--- start of Data extract ---
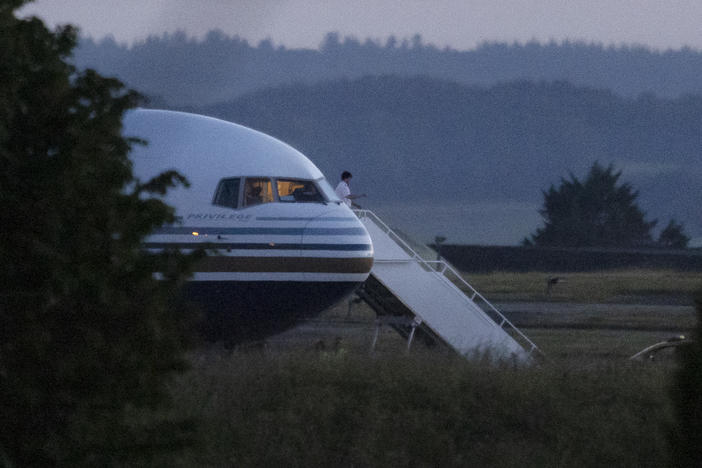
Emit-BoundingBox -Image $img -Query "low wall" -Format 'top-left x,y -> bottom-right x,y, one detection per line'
433,244 -> 702,273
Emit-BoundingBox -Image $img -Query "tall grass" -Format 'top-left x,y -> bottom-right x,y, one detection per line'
173,350 -> 670,467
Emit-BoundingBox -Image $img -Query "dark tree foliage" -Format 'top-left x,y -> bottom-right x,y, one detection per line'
525,162 -> 656,247
670,292 -> 702,467
0,0 -> 198,466
658,219 -> 690,249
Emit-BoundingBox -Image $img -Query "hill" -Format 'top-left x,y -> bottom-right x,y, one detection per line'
191,76 -> 702,244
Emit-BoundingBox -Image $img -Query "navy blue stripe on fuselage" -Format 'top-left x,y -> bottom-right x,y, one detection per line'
142,242 -> 373,252
154,226 -> 366,236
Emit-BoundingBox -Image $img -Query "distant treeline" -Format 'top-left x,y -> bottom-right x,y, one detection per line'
195,76 -> 702,241
441,245 -> 702,273
75,31 -> 702,105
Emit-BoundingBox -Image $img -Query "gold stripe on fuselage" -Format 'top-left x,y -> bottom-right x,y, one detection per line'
195,255 -> 373,273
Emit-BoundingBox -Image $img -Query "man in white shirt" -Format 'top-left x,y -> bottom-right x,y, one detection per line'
335,171 -> 366,208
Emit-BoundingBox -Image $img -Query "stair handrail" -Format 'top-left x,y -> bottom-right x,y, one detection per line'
353,209 -> 541,355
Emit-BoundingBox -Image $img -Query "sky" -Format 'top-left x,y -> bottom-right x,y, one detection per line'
19,0 -> 702,50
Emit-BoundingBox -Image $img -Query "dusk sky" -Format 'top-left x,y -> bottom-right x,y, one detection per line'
20,0 -> 702,50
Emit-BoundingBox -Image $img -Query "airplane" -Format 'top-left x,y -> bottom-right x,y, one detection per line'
122,109 -> 373,344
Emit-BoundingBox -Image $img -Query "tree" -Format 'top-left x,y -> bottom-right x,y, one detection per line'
0,0 -> 198,466
524,162 -> 656,247
658,219 -> 690,249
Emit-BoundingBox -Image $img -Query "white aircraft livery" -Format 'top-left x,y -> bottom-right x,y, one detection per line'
123,109 -> 373,342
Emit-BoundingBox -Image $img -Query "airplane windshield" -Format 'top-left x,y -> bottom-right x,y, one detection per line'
212,178 -> 240,209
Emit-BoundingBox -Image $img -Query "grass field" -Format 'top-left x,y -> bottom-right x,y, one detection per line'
464,270 -> 702,305
168,271 -> 700,467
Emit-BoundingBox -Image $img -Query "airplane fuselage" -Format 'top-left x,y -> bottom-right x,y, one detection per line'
124,110 -> 373,342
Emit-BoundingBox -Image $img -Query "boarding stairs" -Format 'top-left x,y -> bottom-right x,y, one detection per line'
355,210 -> 540,361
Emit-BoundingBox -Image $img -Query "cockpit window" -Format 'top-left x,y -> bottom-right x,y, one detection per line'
277,179 -> 325,203
212,178 -> 241,209
244,177 -> 273,206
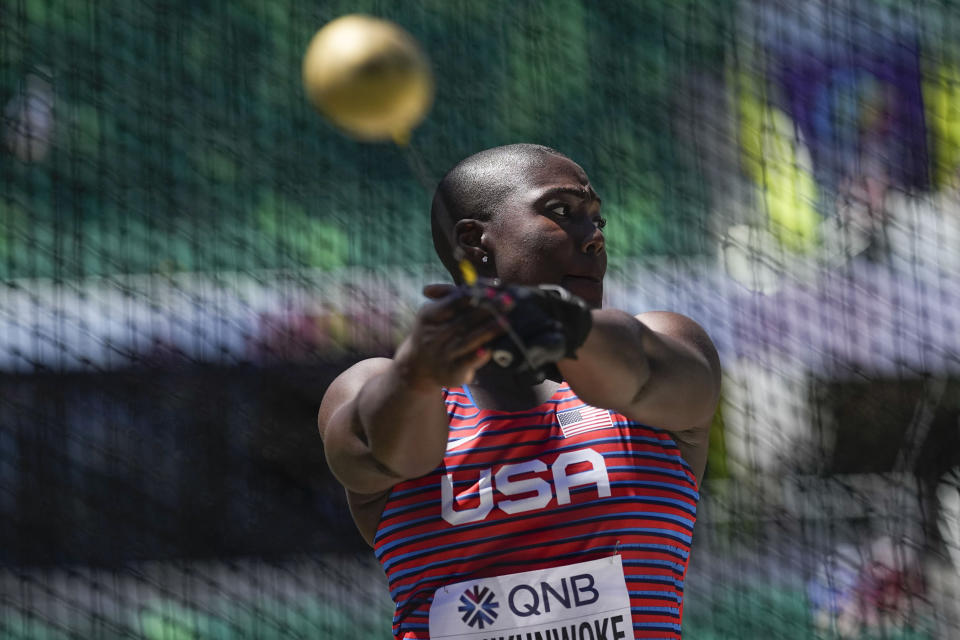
--- end of Data extract ---
• [Task to complete]:
Reproduce all of the data above line for line, without altering any character, and omit the pictures from your reproduction.

• [Expected answer]:
Emit-BoundingBox -Image $img -Query "low wall" -Format 'top-left x,y -> bottom-right x,y, one detection per line'
433,244 -> 702,273
Emit-BoundingBox -Image $img -Query "tall grass" -Format 'top-left x,y -> bottom-right x,y, one detection per line'
173,350 -> 670,467
Emit-BoundingBox -Image $img -Query "dark tree foliage" -Format 'top-left x,y -> bottom-right x,y, one detection per line'
525,162 -> 656,247
670,292 -> 702,467
0,0 -> 198,466
658,219 -> 690,249
Emit-BoundingBox -Image $img -Query "hill" -Format 'top-left x,y -> bottom-right x,y, one detection per line'
191,76 -> 702,244
Emit-BoundingBox -Image $img -Query "navy blue stripe on fuselage" -Format 'top-left x,y -> bottom-right x,y, one detection per line'
142,242 -> 373,252
154,226 -> 366,236
Emit-BoundingBox -Image $img -Query "distant treeline" -Format 'top-left x,y -> bottom-right x,y, one detection per line'
195,76 -> 702,241
441,245 -> 702,273
75,31 -> 702,105
Emit-BoundingBox -Image $img -Query "gold stripe on fuselage" -Format 'top-left x,y -> bottom-right x,y, one detection per line'
195,255 -> 373,273
Emit-BoundingBox -Image $img -Query "man in white shirt" -Format 'top-left x,y -> bottom-right x,y, one detection per line'
335,171 -> 366,208
Emit-BoundingBox -Image $img -Query "stair handrail" -Format 'top-left x,y -> bottom-right x,y, one detection per line'
353,209 -> 541,355
Emit-BoundingBox -Image $img -Query "sky" -Format 'top-left x,y -> bottom-right x,y, one detection per line'
19,0 -> 702,50
Emit-BoundingBox -Image $img -Query "dusk sky" -Format 'top-left x,y -> bottom-right x,y, one detection per line'
20,0 -> 702,50
Emit-BoundingBox -Image $img -Query "airplane" -Format 'top-left x,y -> bottom-right x,y, one detection per line'
122,109 -> 373,344
Emit-BoundingBox -Image $img -Query "tree" -Format 'top-left x,y -> bottom-right x,y, one detection per line'
0,0 -> 198,466
524,162 -> 656,247
658,219 -> 690,249
Emit-BoundingBox -Image $img -Query "white aircraft livery" -Format 'top-left x,y -> bottom-right x,y, one detection per line'
123,109 -> 373,342
Emit-BoundingBox -Image $img -Query "airplane windshield" -Format 'top-left x,y -> bottom-right x,y, one detection per line'
212,178 -> 240,209
Emit-BoundingBox -Image $img -Query "grass field" -Format 'top-left x,y -> bottom-right x,y, one detection per line'
464,270 -> 702,305
168,271 -> 700,467
Emit-BoundingBox -Image $img -Query "airplane fuselage" -Format 'top-left x,y -> bottom-right x,y, one detection per line'
124,110 -> 373,342
Emit-BoundingBox -Image $img -Query "boarding stairs" -Format 'top-left x,y -> bottom-right x,y, one detection per line'
355,210 -> 540,361
Emit-BoundingBox -Image $img -Query "cockpit window" -Format 'top-left x,y -> bottom-right x,y, one detection per line'
277,179 -> 325,203
212,178 -> 241,209
244,177 -> 273,206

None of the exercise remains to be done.